TEXTE RETENU |
La jurisprudence francophone des Cours suprêmes


recherche avancée

17/03/1999 | FRANCE | N°159443

France | France, Conseil d'État, 7 / 10 ssr, 17 mars 1999, 159443


Vu la requête sommaire et le mémoire complémentaire enregistrés le 20 juin 1994 et le 20 octobre 1994 au secrétariat du Contentieux du Conseil d'Etat, présentés pour la VILLE DU HAVRE ; la VILLE DU HAVRE demande au Conseil d'Etat :
1°) d'annuler l'arrêt de la cour administrative d'appel de Nantes en date du 14 avril 1994 en tant qu'il a ramené à 981 379,79 F la somme que MM. X... et Y..., la société BHET et l'entreprise Durand ont été condamnés à lui payer solidairement en réparation des désordres ayant affecté la piscine municipale du cours de la République ;

) à titre subsidiaire, d'annuler ledit arrêt en tant qu'il a rejeté comme i...

TÂCHE À RÉALISER |
Veuillez extraire mot pour mot, dans la décision du Conseil d'État ci-dessus, le passage allant de « Vu la requête » jusqu'à « rejeté comme i... ».

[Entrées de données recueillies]
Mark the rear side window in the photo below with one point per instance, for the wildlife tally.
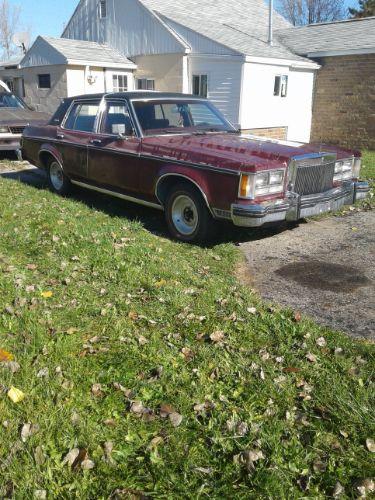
(82, 116)
(60, 113)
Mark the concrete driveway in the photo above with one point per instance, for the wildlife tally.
(325, 269)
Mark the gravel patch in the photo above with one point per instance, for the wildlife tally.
(324, 269)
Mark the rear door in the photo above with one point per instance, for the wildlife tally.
(113, 152)
(74, 136)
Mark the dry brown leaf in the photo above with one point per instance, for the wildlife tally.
(370, 443)
(175, 419)
(217, 337)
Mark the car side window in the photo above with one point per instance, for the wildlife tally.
(82, 116)
(117, 120)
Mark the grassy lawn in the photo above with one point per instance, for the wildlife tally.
(147, 369)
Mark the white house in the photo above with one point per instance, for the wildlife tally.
(214, 48)
(55, 68)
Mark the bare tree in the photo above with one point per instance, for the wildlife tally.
(301, 12)
(9, 22)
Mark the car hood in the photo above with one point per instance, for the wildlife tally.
(20, 117)
(233, 151)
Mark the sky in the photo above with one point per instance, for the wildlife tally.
(48, 17)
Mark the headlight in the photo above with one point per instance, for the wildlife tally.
(344, 169)
(261, 184)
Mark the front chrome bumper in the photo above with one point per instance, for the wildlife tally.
(295, 207)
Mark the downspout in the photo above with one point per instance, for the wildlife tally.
(270, 23)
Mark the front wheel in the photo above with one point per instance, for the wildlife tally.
(187, 215)
(58, 181)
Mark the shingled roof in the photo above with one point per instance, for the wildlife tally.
(74, 51)
(353, 35)
(241, 26)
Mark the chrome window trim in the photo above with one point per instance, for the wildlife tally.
(75, 101)
(187, 98)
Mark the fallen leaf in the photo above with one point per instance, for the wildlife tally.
(338, 490)
(297, 317)
(96, 390)
(40, 494)
(166, 410)
(28, 430)
(16, 395)
(87, 464)
(5, 356)
(370, 443)
(321, 342)
(175, 419)
(217, 336)
(311, 357)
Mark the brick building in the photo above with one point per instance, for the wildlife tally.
(344, 94)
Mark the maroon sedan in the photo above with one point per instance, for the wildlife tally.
(178, 153)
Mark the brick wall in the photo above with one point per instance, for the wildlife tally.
(271, 132)
(344, 101)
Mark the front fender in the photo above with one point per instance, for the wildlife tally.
(219, 189)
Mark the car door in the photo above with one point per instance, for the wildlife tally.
(113, 151)
(74, 135)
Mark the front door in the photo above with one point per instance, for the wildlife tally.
(74, 136)
(113, 151)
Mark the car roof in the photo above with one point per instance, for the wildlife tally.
(135, 95)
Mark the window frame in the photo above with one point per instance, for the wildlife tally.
(146, 80)
(44, 75)
(200, 75)
(282, 85)
(80, 102)
(120, 75)
(104, 111)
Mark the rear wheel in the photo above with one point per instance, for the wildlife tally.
(187, 215)
(58, 181)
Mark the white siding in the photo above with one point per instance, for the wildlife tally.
(261, 109)
(198, 44)
(129, 27)
(224, 82)
(166, 70)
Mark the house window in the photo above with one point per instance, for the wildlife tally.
(44, 81)
(145, 84)
(120, 83)
(200, 85)
(103, 9)
(280, 88)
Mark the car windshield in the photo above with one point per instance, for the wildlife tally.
(10, 101)
(161, 117)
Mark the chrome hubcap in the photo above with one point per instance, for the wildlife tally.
(184, 215)
(56, 175)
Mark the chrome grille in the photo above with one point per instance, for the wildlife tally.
(314, 178)
(17, 130)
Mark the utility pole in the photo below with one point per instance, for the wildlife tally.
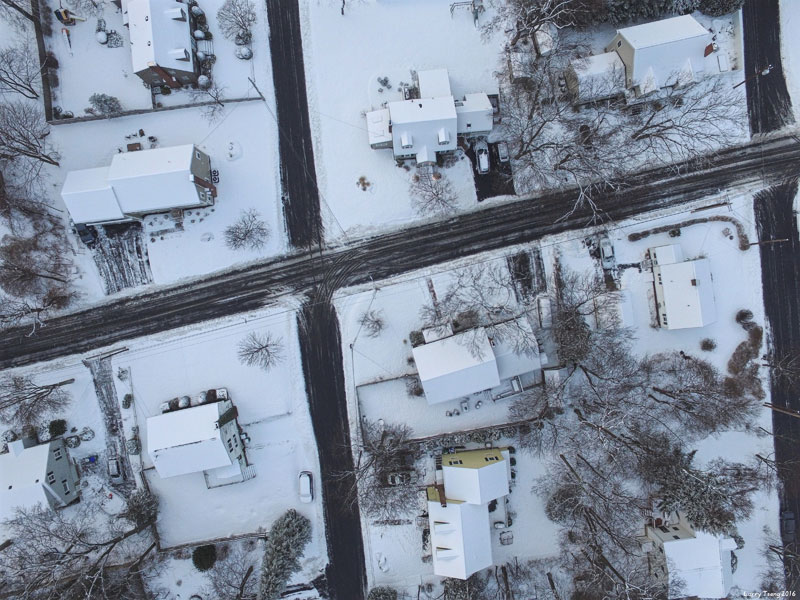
(762, 72)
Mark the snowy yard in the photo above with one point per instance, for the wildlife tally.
(242, 146)
(377, 366)
(273, 412)
(86, 66)
(392, 38)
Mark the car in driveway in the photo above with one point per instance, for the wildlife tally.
(306, 486)
(401, 478)
(788, 526)
(87, 234)
(482, 156)
(502, 151)
(607, 253)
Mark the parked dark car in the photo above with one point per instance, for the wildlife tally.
(87, 234)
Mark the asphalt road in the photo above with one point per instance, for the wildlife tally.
(768, 103)
(780, 267)
(321, 349)
(298, 174)
(236, 291)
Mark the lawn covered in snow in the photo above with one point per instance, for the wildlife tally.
(273, 411)
(394, 552)
(242, 146)
(383, 39)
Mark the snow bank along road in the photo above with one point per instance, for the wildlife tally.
(780, 267)
(758, 164)
(768, 102)
(298, 174)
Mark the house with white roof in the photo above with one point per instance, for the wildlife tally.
(458, 511)
(140, 183)
(453, 366)
(662, 53)
(419, 128)
(203, 438)
(162, 45)
(684, 289)
(642, 59)
(31, 475)
(693, 563)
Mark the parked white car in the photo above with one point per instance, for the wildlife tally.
(482, 154)
(306, 487)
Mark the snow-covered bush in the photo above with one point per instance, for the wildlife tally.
(286, 542)
(141, 508)
(204, 557)
(248, 232)
(382, 593)
(372, 322)
(104, 104)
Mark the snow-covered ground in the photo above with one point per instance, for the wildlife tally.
(273, 411)
(242, 146)
(394, 552)
(383, 39)
(86, 66)
(790, 51)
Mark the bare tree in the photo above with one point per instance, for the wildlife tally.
(689, 121)
(526, 18)
(235, 576)
(213, 96)
(486, 295)
(20, 71)
(383, 450)
(236, 19)
(372, 322)
(61, 555)
(431, 192)
(24, 402)
(261, 350)
(32, 266)
(24, 132)
(248, 231)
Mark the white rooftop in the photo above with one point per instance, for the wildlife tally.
(476, 485)
(663, 32)
(448, 369)
(422, 109)
(378, 122)
(22, 479)
(159, 36)
(702, 564)
(460, 538)
(187, 440)
(688, 293)
(89, 197)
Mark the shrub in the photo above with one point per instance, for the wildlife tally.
(204, 557)
(105, 104)
(57, 427)
(382, 593)
(708, 344)
(286, 543)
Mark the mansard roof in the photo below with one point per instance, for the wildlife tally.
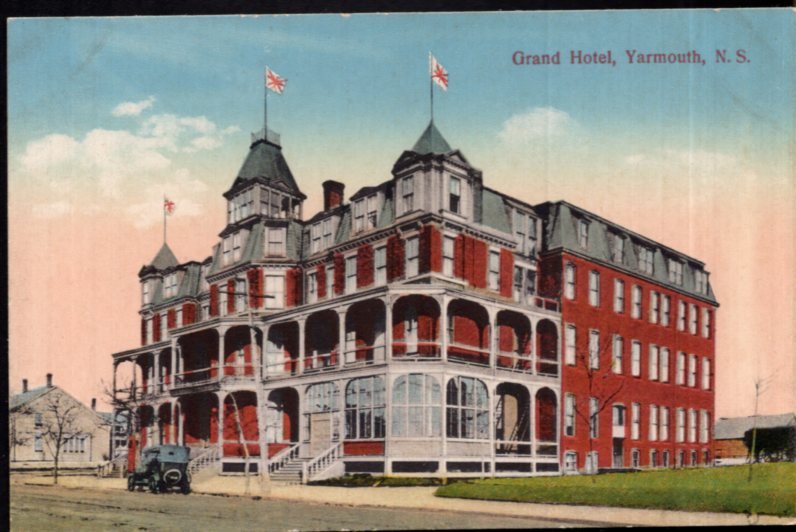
(265, 163)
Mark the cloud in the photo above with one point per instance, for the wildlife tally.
(536, 124)
(119, 170)
(133, 108)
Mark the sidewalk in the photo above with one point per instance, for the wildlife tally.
(423, 498)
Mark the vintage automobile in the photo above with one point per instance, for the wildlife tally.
(162, 468)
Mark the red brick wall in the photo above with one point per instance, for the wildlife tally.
(214, 300)
(631, 389)
(364, 265)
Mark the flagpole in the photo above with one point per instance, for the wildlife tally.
(430, 87)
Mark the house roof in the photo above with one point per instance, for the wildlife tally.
(431, 141)
(21, 399)
(735, 427)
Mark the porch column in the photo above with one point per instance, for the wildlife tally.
(301, 322)
(342, 344)
(388, 328)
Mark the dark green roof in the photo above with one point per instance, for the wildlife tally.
(164, 259)
(265, 160)
(431, 141)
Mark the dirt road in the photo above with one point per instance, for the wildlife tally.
(37, 508)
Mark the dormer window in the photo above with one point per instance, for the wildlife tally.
(675, 272)
(170, 285)
(275, 246)
(455, 195)
(583, 234)
(407, 194)
(645, 258)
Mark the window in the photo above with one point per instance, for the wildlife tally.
(350, 274)
(381, 265)
(467, 409)
(664, 364)
(680, 436)
(701, 280)
(170, 285)
(680, 378)
(664, 423)
(329, 282)
(692, 371)
(594, 288)
(667, 307)
(676, 272)
(448, 246)
(275, 286)
(494, 270)
(570, 336)
(570, 461)
(594, 418)
(276, 242)
(617, 358)
(636, 294)
(655, 302)
(681, 315)
(455, 195)
(635, 358)
(691, 425)
(146, 296)
(569, 281)
(569, 415)
(704, 426)
(407, 194)
(653, 432)
(583, 233)
(364, 408)
(411, 256)
(705, 373)
(312, 287)
(705, 323)
(237, 246)
(327, 236)
(240, 295)
(594, 349)
(619, 296)
(645, 260)
(617, 248)
(692, 318)
(653, 366)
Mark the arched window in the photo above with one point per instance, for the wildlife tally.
(364, 408)
(468, 409)
(416, 406)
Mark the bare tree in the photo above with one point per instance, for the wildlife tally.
(60, 422)
(601, 391)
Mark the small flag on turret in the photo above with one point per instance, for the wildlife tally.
(168, 206)
(438, 73)
(274, 82)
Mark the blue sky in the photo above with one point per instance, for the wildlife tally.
(107, 115)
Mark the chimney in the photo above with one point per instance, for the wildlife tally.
(332, 194)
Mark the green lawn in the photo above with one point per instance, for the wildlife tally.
(723, 489)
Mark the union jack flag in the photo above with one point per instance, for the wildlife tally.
(274, 82)
(168, 206)
(438, 73)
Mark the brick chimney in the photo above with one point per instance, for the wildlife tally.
(332, 194)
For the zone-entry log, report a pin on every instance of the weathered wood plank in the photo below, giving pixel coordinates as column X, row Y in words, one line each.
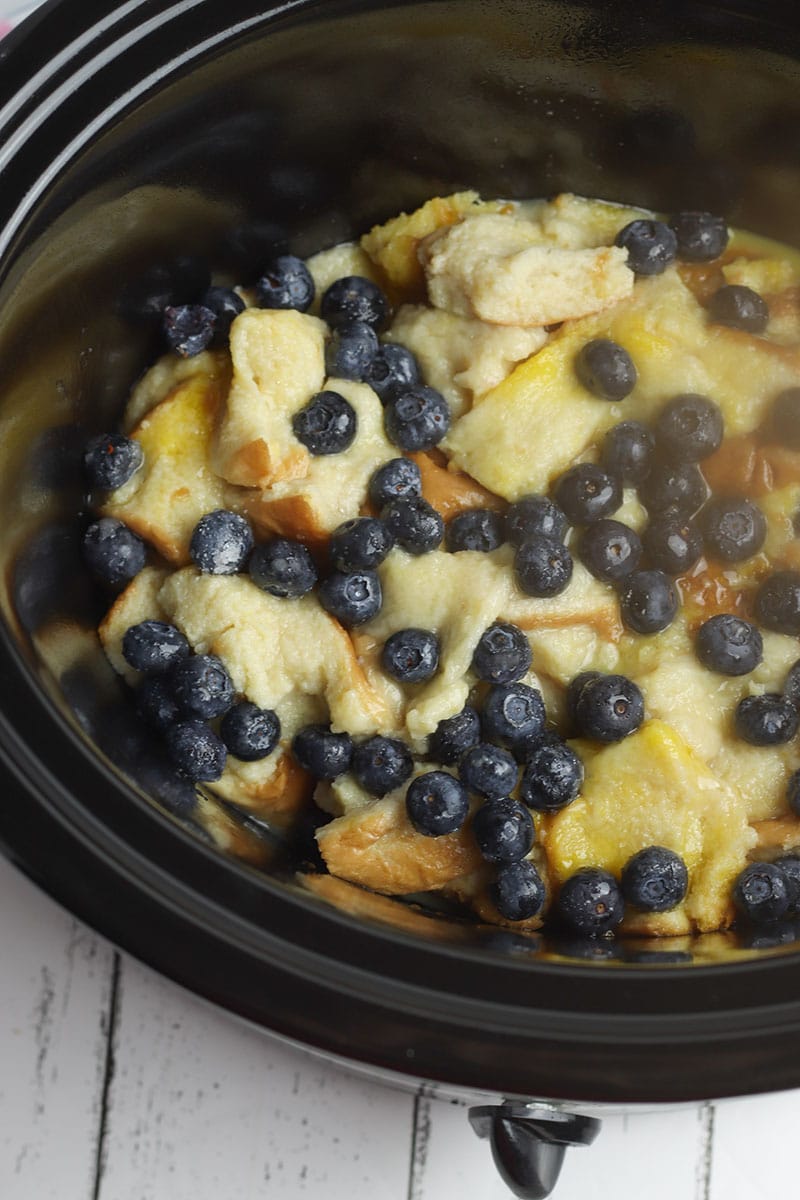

RÉPONSE ATTENDUE |
Vu la requête sommaire et le mémoire complémentaire enregistrés le 20 juin 1994 et le 20 octobre 1994 au secrétariat du Contentieux du Conseil d'Etat, présentés pour la VILLE DU HAVRE ; la VILLE DU HAVRE demande au Conseil d'Etat :
1°) d'annuler l'arrêt de la cour administrative d'appel de Nantes en date du 14 avril 1994 en tant qu'il a ramené à 981 379,79 F la somme que MM. X... et Y..., la société BHET et l'entreprise Durand ont été condamnés à lui payer solidairement en réparation des désordres ayant affecté la piscine municipale du cours de la République ;

) à titre subsidiaire, d'annuler ledit arrêt en tant qu'il a rejeté comme i...